* What is required
Tally how many lines in the records contain the word "center", and give only that number.

* Data records
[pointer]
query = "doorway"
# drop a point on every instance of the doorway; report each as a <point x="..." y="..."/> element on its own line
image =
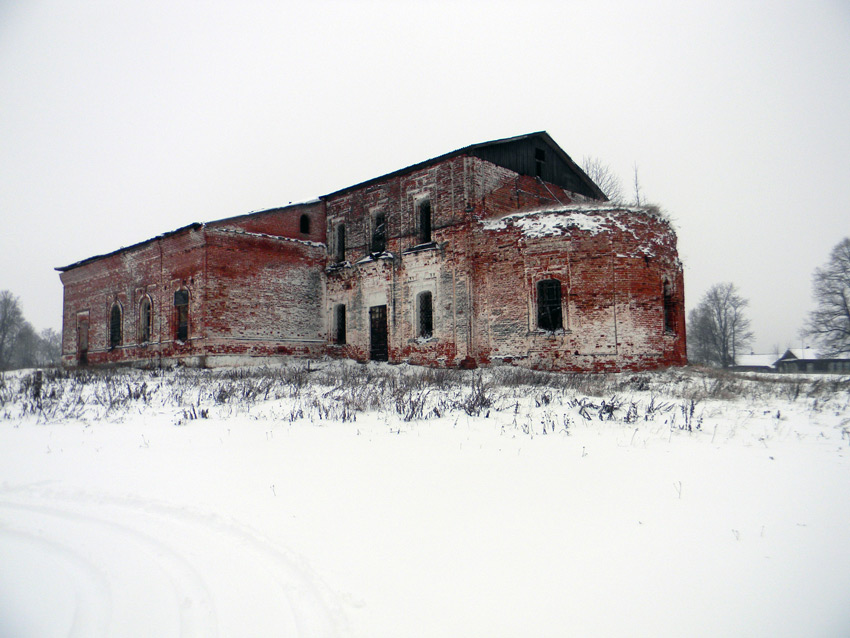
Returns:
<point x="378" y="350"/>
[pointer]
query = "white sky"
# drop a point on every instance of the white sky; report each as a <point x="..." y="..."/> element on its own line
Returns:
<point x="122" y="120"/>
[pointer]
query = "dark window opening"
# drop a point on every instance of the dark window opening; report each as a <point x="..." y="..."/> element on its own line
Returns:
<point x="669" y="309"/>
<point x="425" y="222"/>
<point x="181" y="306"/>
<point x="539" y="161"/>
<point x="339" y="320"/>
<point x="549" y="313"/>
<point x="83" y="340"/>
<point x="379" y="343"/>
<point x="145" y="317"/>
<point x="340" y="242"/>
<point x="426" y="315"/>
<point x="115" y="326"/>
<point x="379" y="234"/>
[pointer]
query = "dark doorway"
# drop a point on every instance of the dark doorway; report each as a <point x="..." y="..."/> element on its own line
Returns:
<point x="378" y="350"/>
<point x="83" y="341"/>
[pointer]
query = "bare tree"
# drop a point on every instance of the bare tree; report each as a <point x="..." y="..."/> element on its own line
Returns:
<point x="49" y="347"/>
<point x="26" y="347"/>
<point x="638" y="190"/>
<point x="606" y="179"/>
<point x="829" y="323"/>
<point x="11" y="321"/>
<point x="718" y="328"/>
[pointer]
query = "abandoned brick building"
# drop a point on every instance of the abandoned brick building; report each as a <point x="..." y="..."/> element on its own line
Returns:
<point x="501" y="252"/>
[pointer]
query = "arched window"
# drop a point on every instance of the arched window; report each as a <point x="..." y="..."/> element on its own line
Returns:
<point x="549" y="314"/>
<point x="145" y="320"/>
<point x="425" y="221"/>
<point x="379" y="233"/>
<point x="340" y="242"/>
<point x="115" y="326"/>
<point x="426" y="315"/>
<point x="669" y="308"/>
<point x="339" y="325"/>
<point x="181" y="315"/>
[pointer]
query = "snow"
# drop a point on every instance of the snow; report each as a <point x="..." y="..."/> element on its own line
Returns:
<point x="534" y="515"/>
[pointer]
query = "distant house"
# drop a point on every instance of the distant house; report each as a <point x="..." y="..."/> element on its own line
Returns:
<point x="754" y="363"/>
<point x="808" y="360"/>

...

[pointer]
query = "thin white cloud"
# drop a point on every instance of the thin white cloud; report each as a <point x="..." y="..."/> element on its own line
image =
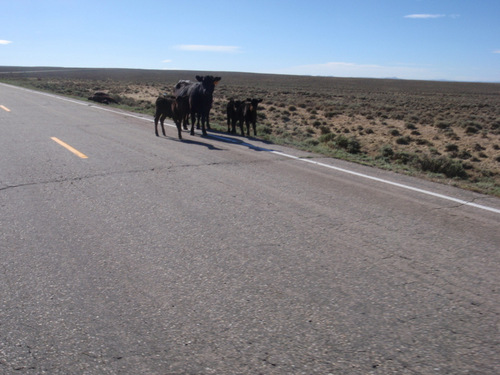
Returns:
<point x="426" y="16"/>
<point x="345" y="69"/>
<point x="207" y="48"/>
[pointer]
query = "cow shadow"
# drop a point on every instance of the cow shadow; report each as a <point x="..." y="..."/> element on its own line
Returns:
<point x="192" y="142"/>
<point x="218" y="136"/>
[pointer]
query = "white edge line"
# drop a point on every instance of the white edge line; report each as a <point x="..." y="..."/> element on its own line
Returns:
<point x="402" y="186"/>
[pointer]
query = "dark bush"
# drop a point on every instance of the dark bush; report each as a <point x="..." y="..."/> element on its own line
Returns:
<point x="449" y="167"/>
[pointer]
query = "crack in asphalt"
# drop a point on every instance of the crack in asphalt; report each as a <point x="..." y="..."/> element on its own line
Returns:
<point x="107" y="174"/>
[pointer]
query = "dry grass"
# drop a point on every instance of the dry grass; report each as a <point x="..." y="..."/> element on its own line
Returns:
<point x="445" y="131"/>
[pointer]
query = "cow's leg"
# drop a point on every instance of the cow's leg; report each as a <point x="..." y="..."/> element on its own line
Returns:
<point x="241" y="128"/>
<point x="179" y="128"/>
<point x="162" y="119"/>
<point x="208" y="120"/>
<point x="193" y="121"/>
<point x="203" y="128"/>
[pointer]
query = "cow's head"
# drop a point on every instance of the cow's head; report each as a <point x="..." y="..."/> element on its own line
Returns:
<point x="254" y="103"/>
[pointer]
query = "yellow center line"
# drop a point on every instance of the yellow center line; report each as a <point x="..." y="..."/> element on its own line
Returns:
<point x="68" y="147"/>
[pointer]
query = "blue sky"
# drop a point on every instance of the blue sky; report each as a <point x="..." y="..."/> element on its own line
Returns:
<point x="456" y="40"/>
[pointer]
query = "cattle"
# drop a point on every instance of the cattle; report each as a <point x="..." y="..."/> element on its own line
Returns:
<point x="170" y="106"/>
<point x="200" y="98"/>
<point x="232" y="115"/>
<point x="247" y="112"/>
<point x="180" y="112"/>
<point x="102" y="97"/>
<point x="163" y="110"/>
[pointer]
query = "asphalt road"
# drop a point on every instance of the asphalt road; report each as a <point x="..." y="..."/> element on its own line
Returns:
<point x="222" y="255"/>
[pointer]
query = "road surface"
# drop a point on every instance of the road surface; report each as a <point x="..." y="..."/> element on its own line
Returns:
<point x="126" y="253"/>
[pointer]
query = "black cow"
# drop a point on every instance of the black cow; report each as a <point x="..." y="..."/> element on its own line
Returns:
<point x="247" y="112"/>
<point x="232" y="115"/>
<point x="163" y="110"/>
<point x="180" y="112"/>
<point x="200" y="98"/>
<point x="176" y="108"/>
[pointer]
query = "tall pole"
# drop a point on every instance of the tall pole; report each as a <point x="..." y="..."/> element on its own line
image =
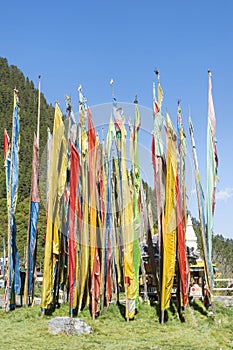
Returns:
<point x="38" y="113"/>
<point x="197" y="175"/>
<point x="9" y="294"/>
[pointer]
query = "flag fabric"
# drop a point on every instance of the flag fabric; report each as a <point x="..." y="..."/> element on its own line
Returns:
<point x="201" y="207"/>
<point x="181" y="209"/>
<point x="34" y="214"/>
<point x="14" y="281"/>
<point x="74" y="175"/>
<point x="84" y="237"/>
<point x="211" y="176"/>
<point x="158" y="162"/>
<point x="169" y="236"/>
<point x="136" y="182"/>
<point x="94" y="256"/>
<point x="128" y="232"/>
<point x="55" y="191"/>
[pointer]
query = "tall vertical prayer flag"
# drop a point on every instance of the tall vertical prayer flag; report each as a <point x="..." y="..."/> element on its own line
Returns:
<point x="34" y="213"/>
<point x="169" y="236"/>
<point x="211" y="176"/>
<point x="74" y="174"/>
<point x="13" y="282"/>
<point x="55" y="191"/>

* Reply to the exercise
2